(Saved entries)
======

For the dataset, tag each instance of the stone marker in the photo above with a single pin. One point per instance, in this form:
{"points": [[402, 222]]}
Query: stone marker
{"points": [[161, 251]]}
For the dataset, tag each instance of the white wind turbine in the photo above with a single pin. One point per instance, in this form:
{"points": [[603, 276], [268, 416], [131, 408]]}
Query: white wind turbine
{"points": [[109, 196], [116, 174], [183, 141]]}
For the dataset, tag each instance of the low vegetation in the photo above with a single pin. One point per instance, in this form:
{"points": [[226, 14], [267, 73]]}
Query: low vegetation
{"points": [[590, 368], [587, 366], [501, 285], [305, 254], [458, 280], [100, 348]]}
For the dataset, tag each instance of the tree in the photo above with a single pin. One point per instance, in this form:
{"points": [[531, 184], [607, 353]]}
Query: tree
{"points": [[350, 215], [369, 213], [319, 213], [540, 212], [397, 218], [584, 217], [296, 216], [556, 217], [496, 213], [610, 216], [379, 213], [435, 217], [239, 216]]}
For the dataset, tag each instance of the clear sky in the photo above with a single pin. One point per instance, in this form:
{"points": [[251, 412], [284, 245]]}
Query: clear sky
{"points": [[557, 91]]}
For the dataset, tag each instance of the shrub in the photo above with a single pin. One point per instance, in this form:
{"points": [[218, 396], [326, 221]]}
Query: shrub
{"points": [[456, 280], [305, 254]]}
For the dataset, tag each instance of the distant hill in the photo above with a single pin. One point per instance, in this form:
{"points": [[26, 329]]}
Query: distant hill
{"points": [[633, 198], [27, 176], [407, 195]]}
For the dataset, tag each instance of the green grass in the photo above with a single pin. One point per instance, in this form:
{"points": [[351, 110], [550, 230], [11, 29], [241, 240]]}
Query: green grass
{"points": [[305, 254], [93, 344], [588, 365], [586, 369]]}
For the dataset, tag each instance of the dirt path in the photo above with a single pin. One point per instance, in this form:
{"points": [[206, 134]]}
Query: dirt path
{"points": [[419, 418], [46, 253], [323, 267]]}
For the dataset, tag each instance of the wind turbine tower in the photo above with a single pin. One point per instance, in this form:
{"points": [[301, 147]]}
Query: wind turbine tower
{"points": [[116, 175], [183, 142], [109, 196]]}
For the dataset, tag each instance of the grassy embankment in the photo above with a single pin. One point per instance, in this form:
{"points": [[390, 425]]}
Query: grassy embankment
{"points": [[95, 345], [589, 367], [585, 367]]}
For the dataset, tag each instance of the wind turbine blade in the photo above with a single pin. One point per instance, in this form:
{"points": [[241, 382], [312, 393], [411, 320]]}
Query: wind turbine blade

======

▶ **Task item**:
Every line from the data above that contains "blade" must appear in the answer.

▶ **Result**:
For the dataset, tag each instance of the wind turbine blade in the photo above with a single pin. One point per instance, in this form:
Query: wind turbine blade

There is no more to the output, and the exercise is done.